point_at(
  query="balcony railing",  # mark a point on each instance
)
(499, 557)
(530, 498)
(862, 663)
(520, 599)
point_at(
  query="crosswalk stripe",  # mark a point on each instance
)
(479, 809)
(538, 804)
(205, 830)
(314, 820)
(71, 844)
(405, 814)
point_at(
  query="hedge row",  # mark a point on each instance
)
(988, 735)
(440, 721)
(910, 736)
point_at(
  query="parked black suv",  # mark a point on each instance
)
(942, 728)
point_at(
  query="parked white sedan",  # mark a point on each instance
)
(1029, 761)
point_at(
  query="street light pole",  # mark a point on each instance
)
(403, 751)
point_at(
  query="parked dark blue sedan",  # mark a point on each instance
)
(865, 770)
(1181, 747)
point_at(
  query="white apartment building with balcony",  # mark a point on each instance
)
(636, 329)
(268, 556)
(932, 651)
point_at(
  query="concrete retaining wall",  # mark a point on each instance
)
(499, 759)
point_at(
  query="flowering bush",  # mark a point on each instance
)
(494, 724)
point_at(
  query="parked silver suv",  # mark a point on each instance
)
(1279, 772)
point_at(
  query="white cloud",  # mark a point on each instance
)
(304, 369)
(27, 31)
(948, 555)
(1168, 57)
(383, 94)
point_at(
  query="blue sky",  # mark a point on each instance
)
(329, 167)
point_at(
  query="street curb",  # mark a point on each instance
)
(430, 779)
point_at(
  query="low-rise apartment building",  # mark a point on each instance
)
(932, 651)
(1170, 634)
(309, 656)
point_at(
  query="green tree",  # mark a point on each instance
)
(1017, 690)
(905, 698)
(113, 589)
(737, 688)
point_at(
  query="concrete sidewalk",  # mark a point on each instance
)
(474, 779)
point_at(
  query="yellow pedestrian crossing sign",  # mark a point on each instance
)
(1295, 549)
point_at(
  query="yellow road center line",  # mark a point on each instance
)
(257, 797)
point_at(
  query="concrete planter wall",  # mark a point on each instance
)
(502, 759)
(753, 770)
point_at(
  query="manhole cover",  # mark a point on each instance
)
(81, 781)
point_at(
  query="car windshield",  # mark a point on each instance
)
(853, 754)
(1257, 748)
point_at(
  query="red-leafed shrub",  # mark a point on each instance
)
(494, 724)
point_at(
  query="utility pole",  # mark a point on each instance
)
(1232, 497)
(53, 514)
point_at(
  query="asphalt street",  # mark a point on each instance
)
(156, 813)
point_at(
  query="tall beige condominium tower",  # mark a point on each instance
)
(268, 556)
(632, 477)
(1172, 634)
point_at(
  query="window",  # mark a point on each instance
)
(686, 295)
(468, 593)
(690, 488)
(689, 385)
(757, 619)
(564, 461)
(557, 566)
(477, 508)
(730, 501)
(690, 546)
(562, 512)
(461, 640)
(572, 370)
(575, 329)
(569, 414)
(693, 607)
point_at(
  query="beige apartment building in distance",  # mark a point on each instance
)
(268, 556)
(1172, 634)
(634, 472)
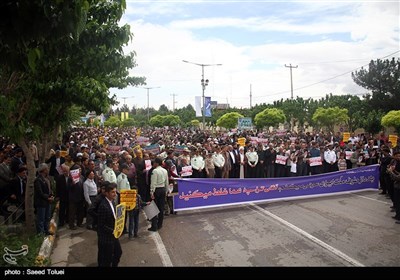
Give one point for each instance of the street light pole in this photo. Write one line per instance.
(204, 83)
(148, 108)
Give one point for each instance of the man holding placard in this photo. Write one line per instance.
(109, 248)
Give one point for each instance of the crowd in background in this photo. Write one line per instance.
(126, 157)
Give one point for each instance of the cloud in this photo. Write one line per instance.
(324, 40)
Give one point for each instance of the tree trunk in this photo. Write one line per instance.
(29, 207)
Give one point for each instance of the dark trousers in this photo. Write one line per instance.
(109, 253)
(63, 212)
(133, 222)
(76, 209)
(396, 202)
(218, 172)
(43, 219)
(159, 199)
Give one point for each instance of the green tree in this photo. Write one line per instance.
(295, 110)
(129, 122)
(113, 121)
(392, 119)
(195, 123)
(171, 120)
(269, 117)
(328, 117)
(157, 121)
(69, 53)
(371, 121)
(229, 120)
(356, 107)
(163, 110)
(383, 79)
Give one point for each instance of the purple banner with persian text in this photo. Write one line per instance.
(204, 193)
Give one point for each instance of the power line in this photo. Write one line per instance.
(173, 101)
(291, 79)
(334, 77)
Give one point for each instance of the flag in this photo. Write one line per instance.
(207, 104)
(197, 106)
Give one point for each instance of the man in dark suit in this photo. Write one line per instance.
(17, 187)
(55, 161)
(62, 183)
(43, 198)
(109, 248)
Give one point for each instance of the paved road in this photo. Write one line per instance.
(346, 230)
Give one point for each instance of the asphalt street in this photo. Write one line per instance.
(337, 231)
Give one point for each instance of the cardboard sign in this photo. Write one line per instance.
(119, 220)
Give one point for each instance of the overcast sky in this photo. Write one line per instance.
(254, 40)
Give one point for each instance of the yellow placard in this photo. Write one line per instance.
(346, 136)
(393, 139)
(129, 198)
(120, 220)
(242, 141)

PROBLEM:
To complete the exercise, return the listing above exactly and omit its pictures.

TASK RESULT:
point_at(
  query="balcony railing",  # mark a point on each instance
)
(499, 557)
(530, 498)
(862, 663)
(520, 599)
point_at(
  query="crosswalk stripe",  # mark a point on each instance
)
(479, 809)
(538, 804)
(205, 830)
(314, 820)
(71, 844)
(405, 814)
point_at(
  query="hedge row",  # mark a point on each instance
)
(988, 735)
(440, 721)
(910, 736)
point_at(
  query="parked black suv",  # mark a point on each instance
)
(942, 728)
point_at(
  query="parked white sedan",  # mark a point on each instance
)
(1029, 761)
point_at(
  query="street light pole",  # mark a point on each instance
)
(403, 751)
point_at(
  query="parked dark blue sedan",  # mark a point on each instance
)
(865, 770)
(1181, 747)
point_at(
  query="white apartment building with balcony",  # mark a point on each instance
)
(636, 329)
(268, 556)
(932, 651)
point_at(
  query="concrete retaining wall",  # mark a point on each instance
)
(499, 759)
point_at(
  query="flowering bush",  # mark a point on each instance
)
(494, 724)
point_at(
  query="parked silver suv",  # mark a point on each instance
)
(1279, 772)
point_at(
  query="white cloud",  # mark a point on each instance
)
(304, 369)
(27, 31)
(948, 555)
(1168, 57)
(383, 94)
point_at(
  query="blue sky",  # mark a point on each instance
)
(329, 167)
point_at(
  query="street curb",  # mark a point on each instance
)
(430, 779)
point_at(
  query="low-rise apartment building",  # mark a point on each instance
)
(932, 651)
(1170, 634)
(309, 656)
point_at(
  query="green tree",  # mark a point on each instance
)
(1017, 690)
(905, 698)
(113, 589)
(737, 688)
point_at(
  query="concrete sidewalk",  # mark a point on each instance
)
(474, 779)
point_at(
  query="yellow pedestrian crossing sign",  # mark a point on each instance
)
(1295, 549)
point_at(
  query="yellow road center line",  # mark a point on each instance
)
(257, 797)
point_at(
  query="concrete planter wall",  # mark a point on each instance
)
(502, 759)
(753, 770)
point_at(
  query="manhole cover",  # mark a point on each instance
)
(81, 781)
point_at(
  query="car windshield",  # mark a point on each instance
)
(853, 754)
(1257, 748)
point_at(
  query="red-leafed shrub",  # mark a point on each instance
)
(494, 724)
point_at(
  query="utility pole",  # mark a point on each instance
)
(1232, 497)
(53, 514)
point_at(
  query="asphalt street",  # mark a point on each instance
)
(156, 813)
point_at(
  query="tall beige condominium tower",  # mark a point on each instance
)
(268, 556)
(632, 477)
(1172, 634)
point_at(
  query="window",  # mark a point on each instance
)
(686, 295)
(468, 593)
(690, 488)
(689, 385)
(757, 619)
(564, 461)
(557, 566)
(477, 508)
(730, 501)
(690, 546)
(562, 512)
(461, 640)
(572, 370)
(575, 329)
(569, 414)
(693, 607)
point_at(
  query="beige apartment building in distance",  # mark a point on each instance
)
(268, 556)
(1172, 634)
(634, 472)
Give one point for each instance of the street light pole in this photo. Write one line per instance.
(204, 83)
(148, 108)
Give one point for each instance of the man holding placard in this photo. Write one line per instance.
(109, 248)
Give one point for each instance of the crowd in background in this photo. Write one line per instance.
(126, 157)
Give one point for each instance of the cloud in this photo. Write one line per instance.
(324, 40)
Give one point for each instance of the tree trunk in this photo. Write one line per instance.
(29, 207)
Give one point for each instance of the dark trousers in this photo. Write one line per instance.
(109, 253)
(63, 212)
(133, 222)
(76, 209)
(396, 202)
(218, 172)
(43, 219)
(159, 199)
Give one point for each instance of the green tree in this photo. Write one line per instance.
(295, 110)
(129, 122)
(113, 121)
(392, 119)
(195, 123)
(171, 120)
(269, 117)
(328, 117)
(157, 121)
(69, 53)
(371, 121)
(229, 120)
(356, 107)
(163, 110)
(383, 79)
Give one point for each instance of the purple banner with persian text in this photo. Write one line per instance.
(204, 193)
Give one point for each instance of the power line in this photo. Write one line per instance.
(173, 101)
(291, 79)
(334, 77)
Give one point for each instance of the flag in this photo. Write one line per instance.
(207, 104)
(197, 106)
Give one point for each instance of the man in dark suit in this photo. Write one line per instance.
(17, 187)
(55, 161)
(62, 183)
(43, 198)
(109, 248)
Give one point for each instance of the paved road in this photo. Write one line per instance.
(346, 230)
Give one point for each instance of the asphalt street in this photo. Write one line per instance.
(337, 231)
Give one point for each instance of the cardboard sign in this photo. Write one line per instance.
(119, 220)
Give one point for each instance of the overcast sky in this photo. Write one line per instance.
(254, 40)
Give one point for each instance of the yellow placard in this photo. Write one line per instance.
(346, 136)
(393, 139)
(129, 198)
(120, 220)
(242, 141)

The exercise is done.